- **Exercise inputs**:
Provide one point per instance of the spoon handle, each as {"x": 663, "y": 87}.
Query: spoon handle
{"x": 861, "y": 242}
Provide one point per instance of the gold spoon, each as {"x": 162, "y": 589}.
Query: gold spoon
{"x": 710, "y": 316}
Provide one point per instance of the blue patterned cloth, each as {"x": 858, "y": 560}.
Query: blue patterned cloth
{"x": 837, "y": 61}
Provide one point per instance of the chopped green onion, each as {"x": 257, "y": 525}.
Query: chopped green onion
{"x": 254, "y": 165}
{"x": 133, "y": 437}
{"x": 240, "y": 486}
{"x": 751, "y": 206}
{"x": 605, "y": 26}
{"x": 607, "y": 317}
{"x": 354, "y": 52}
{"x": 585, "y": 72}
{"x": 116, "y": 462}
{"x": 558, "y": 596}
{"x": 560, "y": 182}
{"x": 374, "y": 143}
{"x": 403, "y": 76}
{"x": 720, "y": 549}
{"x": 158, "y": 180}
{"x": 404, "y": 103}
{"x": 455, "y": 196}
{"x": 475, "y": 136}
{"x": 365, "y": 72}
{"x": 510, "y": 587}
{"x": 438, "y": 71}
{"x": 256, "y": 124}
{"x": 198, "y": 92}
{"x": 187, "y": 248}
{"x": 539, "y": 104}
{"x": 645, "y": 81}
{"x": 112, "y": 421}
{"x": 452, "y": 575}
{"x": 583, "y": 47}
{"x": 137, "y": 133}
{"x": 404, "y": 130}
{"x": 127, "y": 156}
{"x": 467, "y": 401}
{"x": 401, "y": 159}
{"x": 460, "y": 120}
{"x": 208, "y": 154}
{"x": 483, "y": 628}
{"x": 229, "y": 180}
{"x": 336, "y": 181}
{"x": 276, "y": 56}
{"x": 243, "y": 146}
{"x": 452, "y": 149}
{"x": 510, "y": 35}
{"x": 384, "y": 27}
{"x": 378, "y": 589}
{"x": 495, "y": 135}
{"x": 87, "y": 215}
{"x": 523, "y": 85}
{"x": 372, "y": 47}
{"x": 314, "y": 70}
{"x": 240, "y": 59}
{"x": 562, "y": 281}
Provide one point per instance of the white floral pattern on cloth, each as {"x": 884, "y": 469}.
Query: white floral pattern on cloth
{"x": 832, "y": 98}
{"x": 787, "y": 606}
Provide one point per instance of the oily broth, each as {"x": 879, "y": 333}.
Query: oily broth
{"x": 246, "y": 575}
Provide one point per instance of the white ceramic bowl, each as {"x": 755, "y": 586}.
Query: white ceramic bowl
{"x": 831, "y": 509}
...
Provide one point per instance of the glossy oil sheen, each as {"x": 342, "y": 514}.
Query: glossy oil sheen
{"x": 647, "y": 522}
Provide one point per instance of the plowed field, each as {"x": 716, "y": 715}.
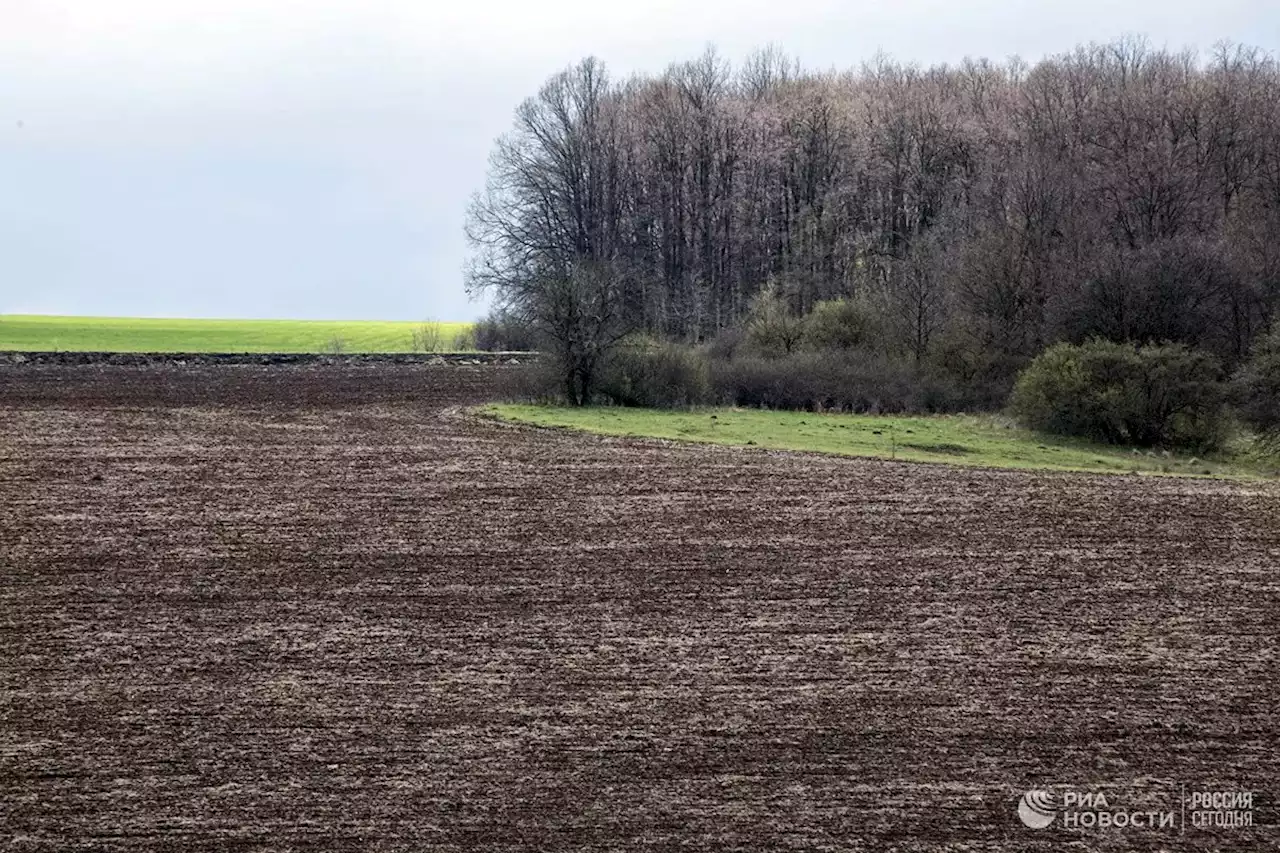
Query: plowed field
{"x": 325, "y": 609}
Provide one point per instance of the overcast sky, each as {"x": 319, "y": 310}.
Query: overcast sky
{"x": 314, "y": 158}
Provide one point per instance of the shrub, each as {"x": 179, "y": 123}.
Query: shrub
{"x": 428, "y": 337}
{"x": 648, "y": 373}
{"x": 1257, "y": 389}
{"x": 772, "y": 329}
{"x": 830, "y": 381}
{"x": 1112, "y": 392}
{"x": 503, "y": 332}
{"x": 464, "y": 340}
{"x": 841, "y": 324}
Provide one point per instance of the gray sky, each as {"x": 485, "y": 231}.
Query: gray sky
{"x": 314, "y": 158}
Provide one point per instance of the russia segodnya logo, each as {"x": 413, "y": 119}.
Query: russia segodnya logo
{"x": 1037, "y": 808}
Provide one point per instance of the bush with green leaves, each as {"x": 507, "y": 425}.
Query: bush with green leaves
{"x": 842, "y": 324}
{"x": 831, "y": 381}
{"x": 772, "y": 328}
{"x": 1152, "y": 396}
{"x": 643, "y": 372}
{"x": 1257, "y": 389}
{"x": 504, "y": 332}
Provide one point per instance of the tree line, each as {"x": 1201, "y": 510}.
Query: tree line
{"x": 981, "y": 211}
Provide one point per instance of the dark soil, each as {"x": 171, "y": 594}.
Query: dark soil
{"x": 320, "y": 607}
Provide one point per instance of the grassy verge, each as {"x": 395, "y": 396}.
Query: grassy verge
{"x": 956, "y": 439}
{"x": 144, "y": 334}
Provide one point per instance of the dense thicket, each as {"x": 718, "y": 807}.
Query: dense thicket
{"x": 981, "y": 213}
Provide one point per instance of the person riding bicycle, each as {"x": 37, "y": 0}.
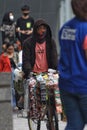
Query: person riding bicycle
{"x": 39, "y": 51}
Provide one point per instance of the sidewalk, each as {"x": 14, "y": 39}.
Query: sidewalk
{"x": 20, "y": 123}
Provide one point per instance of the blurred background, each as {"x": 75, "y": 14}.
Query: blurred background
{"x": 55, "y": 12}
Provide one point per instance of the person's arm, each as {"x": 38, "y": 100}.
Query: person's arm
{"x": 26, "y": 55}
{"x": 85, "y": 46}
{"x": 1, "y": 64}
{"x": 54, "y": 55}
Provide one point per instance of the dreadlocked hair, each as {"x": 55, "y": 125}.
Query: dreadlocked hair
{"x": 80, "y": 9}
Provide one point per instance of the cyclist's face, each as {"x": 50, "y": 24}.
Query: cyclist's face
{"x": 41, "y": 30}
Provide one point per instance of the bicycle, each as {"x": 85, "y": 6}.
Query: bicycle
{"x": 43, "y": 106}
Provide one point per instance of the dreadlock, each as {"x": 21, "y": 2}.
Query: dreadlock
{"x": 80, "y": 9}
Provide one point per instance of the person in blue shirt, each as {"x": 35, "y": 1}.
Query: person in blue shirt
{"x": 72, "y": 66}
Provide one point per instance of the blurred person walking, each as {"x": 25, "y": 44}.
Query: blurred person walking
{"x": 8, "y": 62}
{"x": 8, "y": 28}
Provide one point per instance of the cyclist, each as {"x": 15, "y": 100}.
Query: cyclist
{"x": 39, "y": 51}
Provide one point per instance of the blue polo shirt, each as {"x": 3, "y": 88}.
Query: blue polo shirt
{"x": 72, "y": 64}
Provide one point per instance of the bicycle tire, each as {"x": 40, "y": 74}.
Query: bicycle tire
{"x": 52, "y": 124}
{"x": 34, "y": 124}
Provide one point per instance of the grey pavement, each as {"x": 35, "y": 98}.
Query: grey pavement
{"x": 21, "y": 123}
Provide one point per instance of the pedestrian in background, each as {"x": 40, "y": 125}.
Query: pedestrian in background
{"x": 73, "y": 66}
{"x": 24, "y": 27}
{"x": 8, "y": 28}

- **Given request**: Pull out every line of the data above that contains the word "gold", and copy each one as it appears.

- **Answer to the problem**:
Provide one point per instance of the gold spoon, each as {"x": 162, "y": 589}.
Query: gold spoon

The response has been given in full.